Problem statement: Print every one of the records verbatim, omitting nothing.

Data listing:
===============

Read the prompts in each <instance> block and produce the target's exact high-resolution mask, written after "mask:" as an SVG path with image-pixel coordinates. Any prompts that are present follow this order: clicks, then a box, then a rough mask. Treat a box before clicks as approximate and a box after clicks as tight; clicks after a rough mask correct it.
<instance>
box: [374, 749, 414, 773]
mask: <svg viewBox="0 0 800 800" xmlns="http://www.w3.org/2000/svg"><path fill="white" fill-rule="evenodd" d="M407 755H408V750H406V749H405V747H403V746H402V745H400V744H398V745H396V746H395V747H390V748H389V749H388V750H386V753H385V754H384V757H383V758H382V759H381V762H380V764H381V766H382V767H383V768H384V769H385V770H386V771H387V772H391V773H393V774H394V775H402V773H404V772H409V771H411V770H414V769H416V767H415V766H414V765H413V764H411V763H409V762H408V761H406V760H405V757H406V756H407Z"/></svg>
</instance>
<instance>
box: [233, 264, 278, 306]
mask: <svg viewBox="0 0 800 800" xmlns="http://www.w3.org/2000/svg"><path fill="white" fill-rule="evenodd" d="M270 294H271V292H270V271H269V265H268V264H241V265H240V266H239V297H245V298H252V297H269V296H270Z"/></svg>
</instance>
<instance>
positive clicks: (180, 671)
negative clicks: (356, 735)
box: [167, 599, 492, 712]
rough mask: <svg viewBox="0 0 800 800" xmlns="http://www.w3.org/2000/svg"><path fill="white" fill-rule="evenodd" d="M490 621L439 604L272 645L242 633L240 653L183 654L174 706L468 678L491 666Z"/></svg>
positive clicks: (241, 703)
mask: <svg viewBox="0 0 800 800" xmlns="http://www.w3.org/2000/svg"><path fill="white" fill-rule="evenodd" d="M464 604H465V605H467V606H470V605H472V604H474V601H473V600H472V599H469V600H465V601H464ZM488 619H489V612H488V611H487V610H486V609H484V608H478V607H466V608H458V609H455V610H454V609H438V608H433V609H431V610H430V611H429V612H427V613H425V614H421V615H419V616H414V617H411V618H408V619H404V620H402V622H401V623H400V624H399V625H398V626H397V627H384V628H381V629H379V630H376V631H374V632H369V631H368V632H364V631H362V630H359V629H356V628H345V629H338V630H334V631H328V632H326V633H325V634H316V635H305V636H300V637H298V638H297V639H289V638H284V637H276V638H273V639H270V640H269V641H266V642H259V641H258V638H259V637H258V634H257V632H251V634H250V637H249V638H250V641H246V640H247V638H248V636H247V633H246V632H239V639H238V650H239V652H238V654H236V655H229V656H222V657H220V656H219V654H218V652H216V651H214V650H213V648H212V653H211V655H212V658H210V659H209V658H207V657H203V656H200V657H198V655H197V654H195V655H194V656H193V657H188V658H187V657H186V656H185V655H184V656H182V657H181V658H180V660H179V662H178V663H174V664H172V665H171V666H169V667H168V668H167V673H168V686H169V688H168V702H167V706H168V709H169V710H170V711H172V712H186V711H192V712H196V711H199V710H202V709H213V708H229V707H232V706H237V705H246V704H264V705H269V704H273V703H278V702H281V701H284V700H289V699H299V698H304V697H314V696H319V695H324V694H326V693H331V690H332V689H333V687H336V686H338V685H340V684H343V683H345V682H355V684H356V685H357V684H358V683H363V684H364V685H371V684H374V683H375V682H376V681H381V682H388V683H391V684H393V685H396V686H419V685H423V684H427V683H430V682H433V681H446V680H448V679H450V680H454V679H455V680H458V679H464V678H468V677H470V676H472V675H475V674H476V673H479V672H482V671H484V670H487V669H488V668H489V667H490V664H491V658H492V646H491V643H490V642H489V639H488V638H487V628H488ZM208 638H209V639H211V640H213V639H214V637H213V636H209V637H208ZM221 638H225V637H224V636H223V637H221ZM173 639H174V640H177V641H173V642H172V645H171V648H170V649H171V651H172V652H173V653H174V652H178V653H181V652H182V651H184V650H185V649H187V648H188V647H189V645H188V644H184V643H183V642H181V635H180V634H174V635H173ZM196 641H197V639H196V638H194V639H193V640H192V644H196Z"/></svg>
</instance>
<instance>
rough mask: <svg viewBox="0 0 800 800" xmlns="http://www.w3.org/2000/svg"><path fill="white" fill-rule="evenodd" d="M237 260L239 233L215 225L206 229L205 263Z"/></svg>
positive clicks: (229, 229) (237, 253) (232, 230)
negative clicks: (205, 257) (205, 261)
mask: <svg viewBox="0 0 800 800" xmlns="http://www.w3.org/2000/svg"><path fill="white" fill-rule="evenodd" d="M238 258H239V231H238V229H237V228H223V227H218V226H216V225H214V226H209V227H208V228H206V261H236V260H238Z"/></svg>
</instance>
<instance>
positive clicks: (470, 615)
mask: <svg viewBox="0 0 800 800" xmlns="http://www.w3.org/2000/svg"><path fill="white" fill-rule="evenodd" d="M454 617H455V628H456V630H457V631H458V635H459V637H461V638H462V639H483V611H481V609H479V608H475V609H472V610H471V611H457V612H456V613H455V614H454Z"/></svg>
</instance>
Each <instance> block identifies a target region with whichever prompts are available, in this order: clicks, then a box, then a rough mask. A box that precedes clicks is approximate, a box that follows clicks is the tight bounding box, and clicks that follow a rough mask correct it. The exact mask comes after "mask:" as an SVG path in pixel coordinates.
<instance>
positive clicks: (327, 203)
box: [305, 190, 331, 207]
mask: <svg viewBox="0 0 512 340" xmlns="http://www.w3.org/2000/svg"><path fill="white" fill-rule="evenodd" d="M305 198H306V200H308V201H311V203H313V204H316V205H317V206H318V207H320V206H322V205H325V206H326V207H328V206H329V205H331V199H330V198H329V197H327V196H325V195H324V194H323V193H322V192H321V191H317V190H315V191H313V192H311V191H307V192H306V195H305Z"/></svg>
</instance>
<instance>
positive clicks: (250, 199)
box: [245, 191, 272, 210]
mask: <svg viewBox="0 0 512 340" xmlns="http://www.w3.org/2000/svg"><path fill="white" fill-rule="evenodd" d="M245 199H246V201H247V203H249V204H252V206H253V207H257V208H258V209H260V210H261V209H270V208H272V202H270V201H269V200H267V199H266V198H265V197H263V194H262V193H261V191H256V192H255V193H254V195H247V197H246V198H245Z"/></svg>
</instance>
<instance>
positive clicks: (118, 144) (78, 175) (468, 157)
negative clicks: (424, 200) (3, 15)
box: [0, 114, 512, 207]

===============

Output of the exercise:
Read the prompts in each <instance> block and produce the target's exact high-resolution mask, written after "mask:" as an SVG path with image-pixel coordinates. Any prompts that are present follow this order: clicks, then a box, then a rough mask. Treat a box before clicks as approximate and a box after clicks as tight; clicks after a rough mask correct it.
<instance>
box: [374, 749, 414, 773]
mask: <svg viewBox="0 0 800 800" xmlns="http://www.w3.org/2000/svg"><path fill="white" fill-rule="evenodd" d="M407 755H408V750H406V749H405V747H403V746H402V745H400V744H398V745H396V746H395V747H390V748H389V749H388V750H386V753H385V754H384V757H383V758H382V759H381V762H380V764H381V766H382V767H383V768H384V769H385V770H386V771H387V772H391V773H393V774H394V775H402V773H404V772H409V771H411V770H414V769H416V767H415V766H414V765H413V764H411V763H409V762H408V761H406V760H405V757H406V756H407Z"/></svg>
</instance>
<instance>
box: [233, 264, 278, 306]
mask: <svg viewBox="0 0 800 800" xmlns="http://www.w3.org/2000/svg"><path fill="white" fill-rule="evenodd" d="M270 294H271V292H270V271H269V265H268V264H241V265H240V266H239V297H245V298H252V297H269V296H270Z"/></svg>
</instance>
<instance>
positive clicks: (180, 671)
negative clicks: (356, 735)
box: [167, 599, 492, 712]
rough mask: <svg viewBox="0 0 800 800" xmlns="http://www.w3.org/2000/svg"><path fill="white" fill-rule="evenodd" d="M490 621L439 604L272 645L242 633L240 653L183 654L174 706L468 678L491 666Z"/></svg>
positive clicks: (241, 703)
mask: <svg viewBox="0 0 800 800" xmlns="http://www.w3.org/2000/svg"><path fill="white" fill-rule="evenodd" d="M464 604H465V605H467V606H470V605H472V604H474V601H473V600H472V599H469V600H465V601H464ZM488 619H489V612H488V611H487V610H486V609H484V608H478V607H466V608H458V609H455V610H454V609H438V608H433V609H431V610H430V611H429V612H427V613H425V614H421V615H419V616H414V617H411V618H408V619H404V620H402V622H401V623H400V624H399V625H398V626H397V627H384V628H381V629H379V630H376V631H374V632H369V631H368V632H364V631H362V630H359V629H356V628H345V629H338V630H334V631H328V632H326V633H325V634H316V635H305V636H300V637H298V638H297V639H289V638H284V637H276V638H273V639H270V640H269V641H266V642H259V641H258V638H259V637H258V634H257V632H251V634H250V637H249V638H250V641H246V640H247V638H248V636H247V633H246V632H239V639H238V650H239V652H238V654H236V655H229V656H222V657H220V656H219V654H218V652H216V651H214V650H213V648H212V653H211V655H212V658H210V659H209V658H207V657H203V656H200V657H198V655H197V654H195V655H194V656H193V657H188V658H187V657H186V656H185V655H184V656H182V657H181V658H180V660H179V662H178V663H174V664H172V665H171V666H169V667H168V668H167V673H168V686H169V688H168V702H167V706H168V709H169V710H170V711H172V712H186V711H192V712H196V711H199V710H202V709H213V708H229V707H232V706H237V705H246V704H264V705H269V704H273V703H278V702H281V701H284V700H289V699H299V698H304V697H314V696H319V695H324V694H326V693H331V690H332V689H333V687H336V686H338V685H340V684H343V683H345V682H355V684H356V685H357V684H358V683H363V684H364V685H371V684H374V683H375V682H376V681H381V682H388V683H391V684H393V685H396V686H419V685H423V684H427V683H430V682H433V681H446V680H448V679H450V680H454V679H455V680H458V679H464V678H468V677H470V676H472V675H475V674H476V673H479V672H482V671H484V670H487V669H488V668H489V667H490V664H491V658H492V646H491V643H490V642H489V639H488V638H487V628H488ZM208 638H209V639H211V640H213V639H214V637H213V636H209V637H208ZM221 638H225V637H224V636H223V637H221ZM173 639H174V640H177V641H173V642H172V645H171V648H170V649H171V651H172V652H173V653H174V652H178V653H181V652H182V651H184V650H185V649H187V648H188V647H189V645H188V644H184V643H183V642H181V635H180V634H174V635H173ZM196 641H197V639H196V638H194V639H193V640H192V644H196Z"/></svg>
</instance>
<instance>
rough mask: <svg viewBox="0 0 800 800" xmlns="http://www.w3.org/2000/svg"><path fill="white" fill-rule="evenodd" d="M237 260L239 233L215 225L206 229L205 263Z"/></svg>
positive clicks: (229, 229) (237, 253) (232, 230)
negative clicks: (205, 257) (205, 261)
mask: <svg viewBox="0 0 800 800" xmlns="http://www.w3.org/2000/svg"><path fill="white" fill-rule="evenodd" d="M238 258H239V231H238V229H237V228H223V227H218V226H216V225H214V226H209V227H208V228H206V261H236V260H238Z"/></svg>
</instance>
<instance>
positive clicks: (470, 615)
mask: <svg viewBox="0 0 800 800" xmlns="http://www.w3.org/2000/svg"><path fill="white" fill-rule="evenodd" d="M454 617H455V628H456V630H457V631H458V635H459V637H461V638H462V639H483V611H481V609H479V608H475V609H472V610H471V611H457V612H456V613H455V614H454Z"/></svg>
</instance>
Each <instance> block identifies a target region with whichever prompts are available, in this order: clicks, then a box, then a rough mask. A box that precedes clicks is approximate, a box that follows clicks is the tight bounding box, and clicks that follow a rough mask correct it. The exact mask comes after "mask:" as an SVG path in pixel coordinates.
<instance>
positive clicks: (327, 203)
box: [305, 190, 331, 207]
mask: <svg viewBox="0 0 512 340" xmlns="http://www.w3.org/2000/svg"><path fill="white" fill-rule="evenodd" d="M305 198H306V200H308V201H311V203H313V204H316V205H317V206H318V207H320V206H322V205H325V206H326V207H328V206H329V205H331V199H330V198H329V197H327V196H325V195H324V194H323V193H322V192H321V191H317V190H315V191H313V192H311V191H307V192H306V195H305Z"/></svg>
</instance>
<instance>
positive clicks: (250, 199)
box: [245, 191, 272, 210]
mask: <svg viewBox="0 0 512 340" xmlns="http://www.w3.org/2000/svg"><path fill="white" fill-rule="evenodd" d="M245 199H246V201H247V203H249V204H252V206H253V207H257V208H258V209H260V210H261V209H270V208H272V202H270V201H269V200H267V199H266V198H265V197H263V194H262V193H261V191H256V192H255V193H254V195H247V197H246V198H245Z"/></svg>
</instance>
<instance>
positive clicks: (118, 144) (78, 175) (468, 157)
negative clicks: (424, 200) (3, 15)
box: [0, 114, 512, 207]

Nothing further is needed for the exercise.